** Start of Records for the task **

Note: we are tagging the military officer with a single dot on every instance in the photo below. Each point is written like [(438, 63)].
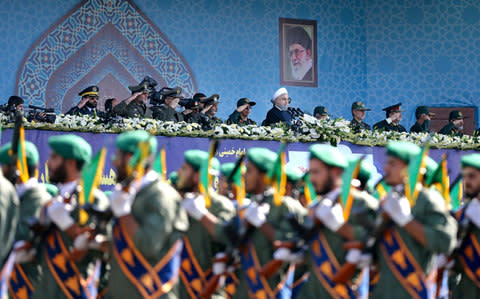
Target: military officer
[(468, 286), (68, 241), (358, 114), (279, 111), (415, 234), (150, 218), (32, 196), (423, 116), (327, 166), (167, 111), (135, 106), (205, 236), (88, 103), (271, 224), (455, 124), (320, 112), (9, 217), (240, 115), (392, 121)]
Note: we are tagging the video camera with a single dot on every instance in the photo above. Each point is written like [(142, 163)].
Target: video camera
[(41, 114)]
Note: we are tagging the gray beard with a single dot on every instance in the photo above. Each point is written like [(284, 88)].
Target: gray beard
[(298, 72)]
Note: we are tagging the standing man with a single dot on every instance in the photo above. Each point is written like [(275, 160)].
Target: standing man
[(416, 233), (467, 265), (240, 115), (205, 236), (32, 196), (455, 124), (299, 50), (149, 223), (88, 103), (358, 113), (423, 116), (67, 244), (392, 121), (279, 111), (135, 106)]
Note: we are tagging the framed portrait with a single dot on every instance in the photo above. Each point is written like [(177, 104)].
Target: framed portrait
[(298, 52)]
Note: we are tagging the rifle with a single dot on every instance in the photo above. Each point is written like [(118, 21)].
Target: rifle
[(13, 175)]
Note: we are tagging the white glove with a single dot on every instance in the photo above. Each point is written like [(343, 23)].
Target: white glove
[(398, 209), (121, 201), (219, 267), (257, 214), (331, 215), (194, 205), (286, 255), (58, 212), (473, 212)]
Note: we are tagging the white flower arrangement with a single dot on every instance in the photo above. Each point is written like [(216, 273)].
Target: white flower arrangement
[(309, 130)]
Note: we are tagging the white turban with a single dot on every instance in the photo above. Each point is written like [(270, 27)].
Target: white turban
[(279, 92)]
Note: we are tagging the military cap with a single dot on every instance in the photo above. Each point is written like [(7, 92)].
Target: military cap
[(244, 101), (30, 149), (395, 108), (15, 100), (71, 146), (173, 177), (455, 115), (320, 110), (128, 141), (51, 189), (423, 110), (471, 160), (359, 105), (262, 158), (91, 91), (294, 174), (329, 155), (197, 158), (402, 150), (298, 35)]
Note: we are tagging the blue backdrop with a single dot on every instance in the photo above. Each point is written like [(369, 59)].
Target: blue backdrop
[(417, 52)]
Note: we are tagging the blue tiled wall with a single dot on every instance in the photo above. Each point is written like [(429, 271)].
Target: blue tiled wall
[(417, 52)]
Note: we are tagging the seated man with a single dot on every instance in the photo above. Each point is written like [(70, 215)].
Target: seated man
[(320, 113), (358, 113), (279, 111), (167, 111), (455, 124), (88, 103), (240, 115), (392, 122), (135, 106), (423, 116)]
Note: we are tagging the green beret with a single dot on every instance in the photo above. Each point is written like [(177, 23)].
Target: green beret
[(294, 174), (30, 149), (173, 177), (402, 150), (471, 160), (70, 146), (262, 158), (51, 189), (197, 158), (329, 155), (128, 141)]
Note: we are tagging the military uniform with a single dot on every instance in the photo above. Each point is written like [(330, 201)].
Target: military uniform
[(167, 113), (9, 217), (157, 209), (133, 110)]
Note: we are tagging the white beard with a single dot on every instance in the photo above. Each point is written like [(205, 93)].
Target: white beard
[(298, 72)]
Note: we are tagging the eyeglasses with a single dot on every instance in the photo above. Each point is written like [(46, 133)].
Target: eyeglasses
[(295, 52)]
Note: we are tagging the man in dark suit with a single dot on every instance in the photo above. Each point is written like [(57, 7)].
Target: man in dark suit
[(392, 120)]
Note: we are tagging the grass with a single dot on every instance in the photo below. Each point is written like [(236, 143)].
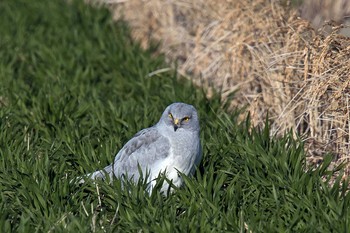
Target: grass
[(74, 88)]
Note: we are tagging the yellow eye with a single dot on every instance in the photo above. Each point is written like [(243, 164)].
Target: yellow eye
[(186, 119)]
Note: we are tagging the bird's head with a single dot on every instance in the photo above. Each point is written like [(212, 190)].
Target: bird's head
[(180, 116)]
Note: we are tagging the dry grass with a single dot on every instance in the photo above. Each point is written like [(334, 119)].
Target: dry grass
[(277, 62)]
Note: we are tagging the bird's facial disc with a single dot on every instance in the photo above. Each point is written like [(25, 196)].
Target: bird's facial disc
[(178, 122)]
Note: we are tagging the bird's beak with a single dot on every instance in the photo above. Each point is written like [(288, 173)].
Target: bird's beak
[(176, 124)]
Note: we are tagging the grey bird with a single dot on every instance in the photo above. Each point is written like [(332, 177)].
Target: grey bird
[(170, 146)]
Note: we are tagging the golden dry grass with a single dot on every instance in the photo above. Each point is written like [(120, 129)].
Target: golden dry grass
[(277, 62)]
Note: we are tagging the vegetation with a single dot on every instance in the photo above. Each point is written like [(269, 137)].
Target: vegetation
[(74, 88)]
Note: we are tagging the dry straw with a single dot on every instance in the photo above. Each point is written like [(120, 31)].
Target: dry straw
[(263, 50)]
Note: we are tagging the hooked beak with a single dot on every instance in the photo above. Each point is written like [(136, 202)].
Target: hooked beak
[(176, 124)]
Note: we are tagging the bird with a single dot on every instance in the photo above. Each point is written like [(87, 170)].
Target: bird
[(170, 147)]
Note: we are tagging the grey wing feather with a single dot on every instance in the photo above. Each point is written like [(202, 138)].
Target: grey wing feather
[(145, 149)]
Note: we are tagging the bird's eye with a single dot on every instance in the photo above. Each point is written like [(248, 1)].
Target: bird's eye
[(186, 119)]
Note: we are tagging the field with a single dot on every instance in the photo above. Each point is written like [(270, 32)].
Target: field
[(74, 87)]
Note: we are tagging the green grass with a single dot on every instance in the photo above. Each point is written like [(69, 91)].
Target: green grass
[(74, 88)]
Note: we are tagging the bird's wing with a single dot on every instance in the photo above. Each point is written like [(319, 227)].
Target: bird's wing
[(147, 148)]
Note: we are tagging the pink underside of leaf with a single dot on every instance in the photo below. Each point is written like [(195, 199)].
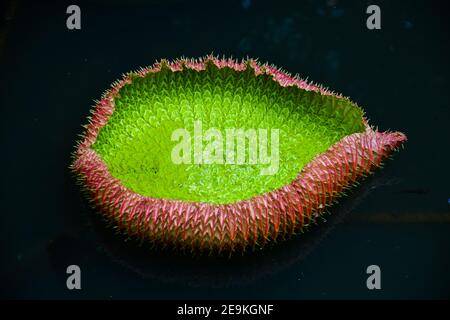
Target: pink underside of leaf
[(244, 223)]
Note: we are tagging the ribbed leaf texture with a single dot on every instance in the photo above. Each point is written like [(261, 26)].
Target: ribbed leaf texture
[(128, 123)]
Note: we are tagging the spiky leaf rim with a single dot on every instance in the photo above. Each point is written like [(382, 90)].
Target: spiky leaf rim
[(246, 223)]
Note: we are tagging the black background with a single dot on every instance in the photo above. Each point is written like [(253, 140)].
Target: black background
[(398, 219)]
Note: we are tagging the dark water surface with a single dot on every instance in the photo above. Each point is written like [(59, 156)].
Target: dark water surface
[(399, 219)]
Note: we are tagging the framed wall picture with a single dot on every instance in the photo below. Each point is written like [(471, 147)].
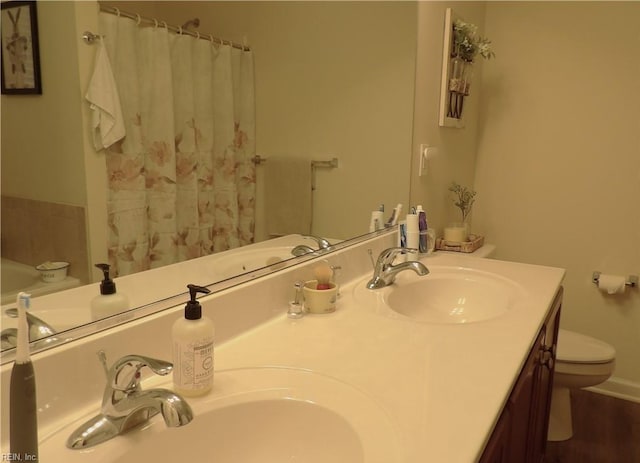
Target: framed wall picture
[(20, 53)]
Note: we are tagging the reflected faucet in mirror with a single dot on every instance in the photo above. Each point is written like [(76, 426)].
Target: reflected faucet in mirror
[(384, 272), (302, 249), (38, 329)]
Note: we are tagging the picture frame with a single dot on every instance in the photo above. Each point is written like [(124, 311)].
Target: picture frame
[(20, 48)]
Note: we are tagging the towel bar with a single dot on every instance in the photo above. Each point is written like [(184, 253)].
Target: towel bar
[(632, 280)]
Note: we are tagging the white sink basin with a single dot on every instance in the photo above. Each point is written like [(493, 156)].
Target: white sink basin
[(448, 295), (257, 415)]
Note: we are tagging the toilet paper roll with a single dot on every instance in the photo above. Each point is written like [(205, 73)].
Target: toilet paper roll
[(612, 284)]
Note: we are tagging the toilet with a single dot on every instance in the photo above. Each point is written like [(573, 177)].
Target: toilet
[(581, 361)]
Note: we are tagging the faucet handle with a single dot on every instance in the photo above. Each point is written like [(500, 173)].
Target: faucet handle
[(387, 256), (124, 374)]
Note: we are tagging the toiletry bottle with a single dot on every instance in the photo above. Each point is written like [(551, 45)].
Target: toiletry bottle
[(377, 219), (394, 215), (23, 421), (422, 227), (193, 349), (413, 232), (109, 302)]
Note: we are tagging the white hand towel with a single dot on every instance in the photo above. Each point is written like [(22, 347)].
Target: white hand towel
[(107, 123), (288, 200)]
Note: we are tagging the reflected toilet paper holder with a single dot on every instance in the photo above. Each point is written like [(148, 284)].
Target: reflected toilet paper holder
[(632, 280)]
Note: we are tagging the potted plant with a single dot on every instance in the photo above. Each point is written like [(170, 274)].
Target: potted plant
[(467, 45), (463, 199)]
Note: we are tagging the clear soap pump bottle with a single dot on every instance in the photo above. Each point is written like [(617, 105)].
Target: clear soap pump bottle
[(193, 348), (109, 302)]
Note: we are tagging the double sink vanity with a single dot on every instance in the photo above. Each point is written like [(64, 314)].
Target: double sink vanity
[(453, 366)]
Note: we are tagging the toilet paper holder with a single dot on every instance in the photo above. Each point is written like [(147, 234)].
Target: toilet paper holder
[(632, 280)]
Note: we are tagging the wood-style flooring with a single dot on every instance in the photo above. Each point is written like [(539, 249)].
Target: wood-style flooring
[(605, 430)]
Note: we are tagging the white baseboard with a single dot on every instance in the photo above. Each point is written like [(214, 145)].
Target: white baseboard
[(619, 388)]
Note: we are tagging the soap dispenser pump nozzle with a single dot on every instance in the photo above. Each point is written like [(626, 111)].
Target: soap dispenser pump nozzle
[(193, 309), (107, 285)]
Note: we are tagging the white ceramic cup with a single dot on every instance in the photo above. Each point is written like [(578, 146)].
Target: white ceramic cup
[(319, 300)]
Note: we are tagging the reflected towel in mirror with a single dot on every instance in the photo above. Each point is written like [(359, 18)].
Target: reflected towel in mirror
[(107, 121), (288, 200)]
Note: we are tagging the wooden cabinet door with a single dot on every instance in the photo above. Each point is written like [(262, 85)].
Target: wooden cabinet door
[(520, 436), (497, 449), (544, 384)]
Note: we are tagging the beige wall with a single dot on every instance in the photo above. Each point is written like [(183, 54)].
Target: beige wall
[(43, 163), (558, 168), (455, 159), (41, 140)]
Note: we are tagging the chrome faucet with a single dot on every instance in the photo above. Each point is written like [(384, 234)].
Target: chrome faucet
[(385, 272), (125, 405), (302, 249), (38, 329)]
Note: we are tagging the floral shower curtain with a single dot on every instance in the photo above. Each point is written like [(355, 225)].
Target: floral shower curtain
[(182, 181)]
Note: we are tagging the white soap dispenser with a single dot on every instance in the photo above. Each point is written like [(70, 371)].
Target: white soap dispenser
[(193, 349), (109, 302)]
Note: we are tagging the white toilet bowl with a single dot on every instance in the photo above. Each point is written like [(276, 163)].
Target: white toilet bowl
[(581, 361)]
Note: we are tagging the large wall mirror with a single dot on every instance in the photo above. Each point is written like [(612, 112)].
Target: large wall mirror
[(333, 80)]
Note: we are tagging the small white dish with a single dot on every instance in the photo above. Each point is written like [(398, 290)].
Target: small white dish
[(53, 272)]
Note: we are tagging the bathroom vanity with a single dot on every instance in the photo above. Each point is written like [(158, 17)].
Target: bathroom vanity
[(453, 366), (521, 431)]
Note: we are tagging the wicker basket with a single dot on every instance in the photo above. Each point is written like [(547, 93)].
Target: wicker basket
[(475, 242)]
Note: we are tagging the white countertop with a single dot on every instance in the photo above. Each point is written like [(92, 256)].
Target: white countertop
[(443, 386)]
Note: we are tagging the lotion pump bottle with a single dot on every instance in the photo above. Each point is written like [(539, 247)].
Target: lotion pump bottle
[(193, 349), (109, 302)]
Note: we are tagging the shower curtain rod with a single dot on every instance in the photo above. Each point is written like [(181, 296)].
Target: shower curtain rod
[(177, 29)]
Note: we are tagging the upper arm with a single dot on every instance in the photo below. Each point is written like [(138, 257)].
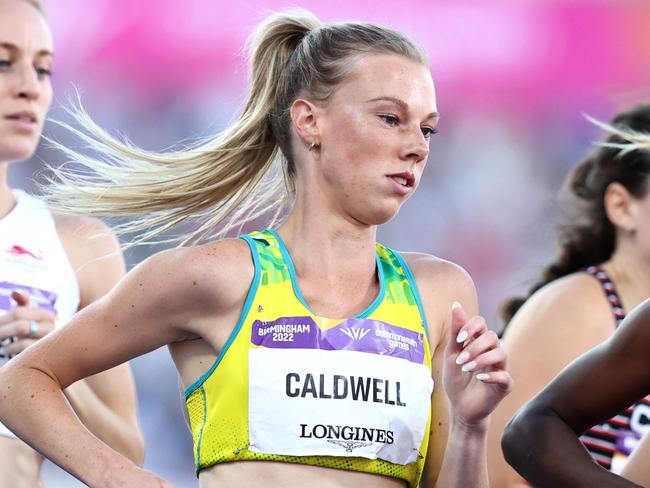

** End of Records for the task **

Given exercise:
Copy out, word for word, the lines of the listing from the line containing "Note: we are tagging the white flower" up to and including the line containing "[(279, 92)]".

Full solution:
Note: we are tagging the white flower arrangement with a single dot on every instance in the photo above. Each point is written like [(216, 273)].
Target: white flower arrangement
[(309, 130)]
Note: we are tagging the white turban with a single dot on every instance in the photo above. Each point is written like [(270, 27)].
Target: white turban
[(279, 92)]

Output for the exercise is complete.